◆ OBJECTIVE ◆
Return each line from the items below that contains the string "coupe".

Excerpts of labeled region data

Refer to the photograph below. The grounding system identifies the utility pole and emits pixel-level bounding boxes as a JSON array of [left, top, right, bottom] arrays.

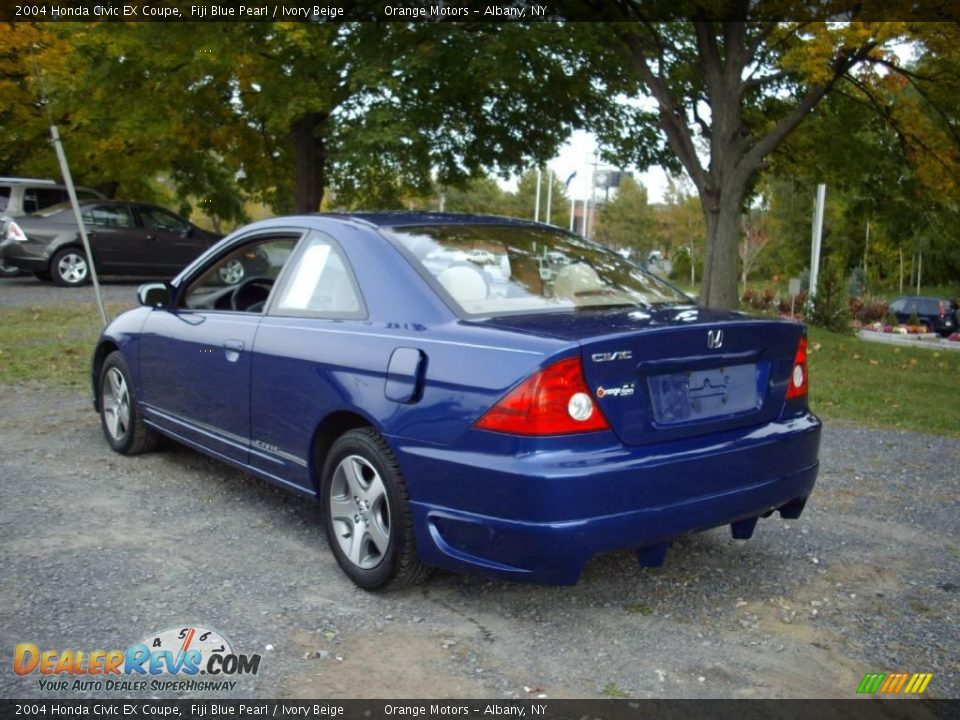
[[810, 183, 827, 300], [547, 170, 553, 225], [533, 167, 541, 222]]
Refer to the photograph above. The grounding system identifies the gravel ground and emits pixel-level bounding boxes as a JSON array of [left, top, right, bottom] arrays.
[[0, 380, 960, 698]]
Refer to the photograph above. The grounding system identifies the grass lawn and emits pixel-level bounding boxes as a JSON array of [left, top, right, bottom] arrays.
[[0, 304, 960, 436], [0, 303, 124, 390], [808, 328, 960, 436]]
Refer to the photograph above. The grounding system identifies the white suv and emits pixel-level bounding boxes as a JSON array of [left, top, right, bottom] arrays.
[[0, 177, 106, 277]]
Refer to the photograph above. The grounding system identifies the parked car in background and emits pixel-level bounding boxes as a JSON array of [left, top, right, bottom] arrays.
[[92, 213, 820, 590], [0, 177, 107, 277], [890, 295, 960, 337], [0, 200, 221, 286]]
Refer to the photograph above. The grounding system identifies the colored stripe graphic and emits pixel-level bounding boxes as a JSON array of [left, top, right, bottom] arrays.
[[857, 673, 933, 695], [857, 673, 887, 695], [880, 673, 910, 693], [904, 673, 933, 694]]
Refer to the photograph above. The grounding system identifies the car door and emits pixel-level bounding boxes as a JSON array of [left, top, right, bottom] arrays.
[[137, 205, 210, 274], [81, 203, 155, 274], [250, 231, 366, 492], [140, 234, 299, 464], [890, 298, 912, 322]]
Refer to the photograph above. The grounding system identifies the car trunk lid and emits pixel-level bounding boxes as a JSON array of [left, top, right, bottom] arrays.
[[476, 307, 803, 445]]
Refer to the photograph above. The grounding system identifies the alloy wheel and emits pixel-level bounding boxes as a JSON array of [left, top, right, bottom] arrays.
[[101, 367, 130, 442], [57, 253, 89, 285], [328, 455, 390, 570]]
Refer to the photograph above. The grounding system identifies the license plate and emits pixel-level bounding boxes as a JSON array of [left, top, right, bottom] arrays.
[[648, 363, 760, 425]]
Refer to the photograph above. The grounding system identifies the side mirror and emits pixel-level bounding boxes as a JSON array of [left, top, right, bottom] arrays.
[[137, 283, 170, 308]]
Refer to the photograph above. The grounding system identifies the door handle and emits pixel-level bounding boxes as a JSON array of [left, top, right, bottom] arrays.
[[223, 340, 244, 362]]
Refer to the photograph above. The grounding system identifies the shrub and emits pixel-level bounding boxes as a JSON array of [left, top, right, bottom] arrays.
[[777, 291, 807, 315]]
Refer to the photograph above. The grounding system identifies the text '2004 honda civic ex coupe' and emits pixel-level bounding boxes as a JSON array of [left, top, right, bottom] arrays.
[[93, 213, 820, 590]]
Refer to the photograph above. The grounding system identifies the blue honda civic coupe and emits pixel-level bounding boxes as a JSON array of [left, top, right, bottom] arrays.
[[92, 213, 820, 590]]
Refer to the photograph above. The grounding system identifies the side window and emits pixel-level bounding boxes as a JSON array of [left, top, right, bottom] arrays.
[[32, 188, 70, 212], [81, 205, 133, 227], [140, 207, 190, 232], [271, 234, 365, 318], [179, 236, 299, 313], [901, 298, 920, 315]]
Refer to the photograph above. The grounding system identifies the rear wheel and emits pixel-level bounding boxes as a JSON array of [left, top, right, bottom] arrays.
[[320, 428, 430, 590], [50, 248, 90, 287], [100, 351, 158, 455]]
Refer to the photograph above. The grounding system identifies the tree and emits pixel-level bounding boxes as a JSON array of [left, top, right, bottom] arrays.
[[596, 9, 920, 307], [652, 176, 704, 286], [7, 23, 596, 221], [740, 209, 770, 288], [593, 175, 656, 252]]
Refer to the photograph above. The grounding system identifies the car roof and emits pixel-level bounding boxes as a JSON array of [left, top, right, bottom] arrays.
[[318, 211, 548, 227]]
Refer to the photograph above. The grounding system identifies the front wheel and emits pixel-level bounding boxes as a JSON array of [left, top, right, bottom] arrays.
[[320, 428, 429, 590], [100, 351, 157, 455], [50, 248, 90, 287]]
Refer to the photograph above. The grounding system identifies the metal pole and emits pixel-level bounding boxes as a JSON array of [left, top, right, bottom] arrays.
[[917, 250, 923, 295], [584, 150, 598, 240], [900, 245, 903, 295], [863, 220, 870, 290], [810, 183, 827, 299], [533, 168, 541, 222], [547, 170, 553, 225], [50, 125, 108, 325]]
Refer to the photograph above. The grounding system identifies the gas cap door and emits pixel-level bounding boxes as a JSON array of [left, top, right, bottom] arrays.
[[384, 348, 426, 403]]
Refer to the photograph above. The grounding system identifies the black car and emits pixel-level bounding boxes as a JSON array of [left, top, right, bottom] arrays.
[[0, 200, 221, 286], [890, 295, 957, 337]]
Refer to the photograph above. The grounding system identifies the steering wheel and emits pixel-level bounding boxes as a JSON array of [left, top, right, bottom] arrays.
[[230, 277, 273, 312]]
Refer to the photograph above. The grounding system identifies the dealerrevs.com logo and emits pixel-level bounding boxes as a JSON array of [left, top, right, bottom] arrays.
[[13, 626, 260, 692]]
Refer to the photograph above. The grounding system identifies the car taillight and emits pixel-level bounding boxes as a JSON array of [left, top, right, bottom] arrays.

◆ WRITTEN RESPONSE ◆
Refer to the photograph above. The grounding system identifies the text '2004 honda civic ex coupe' and emits pixel-level bounding boxes as a JSON array of [left, top, right, bottom] arrays.
Refer to the photograph above. The grounding system identifies the blue honda civic coupe and emits pixel-level bounding boxes as a JSON array of [left, top, right, bottom] arrays.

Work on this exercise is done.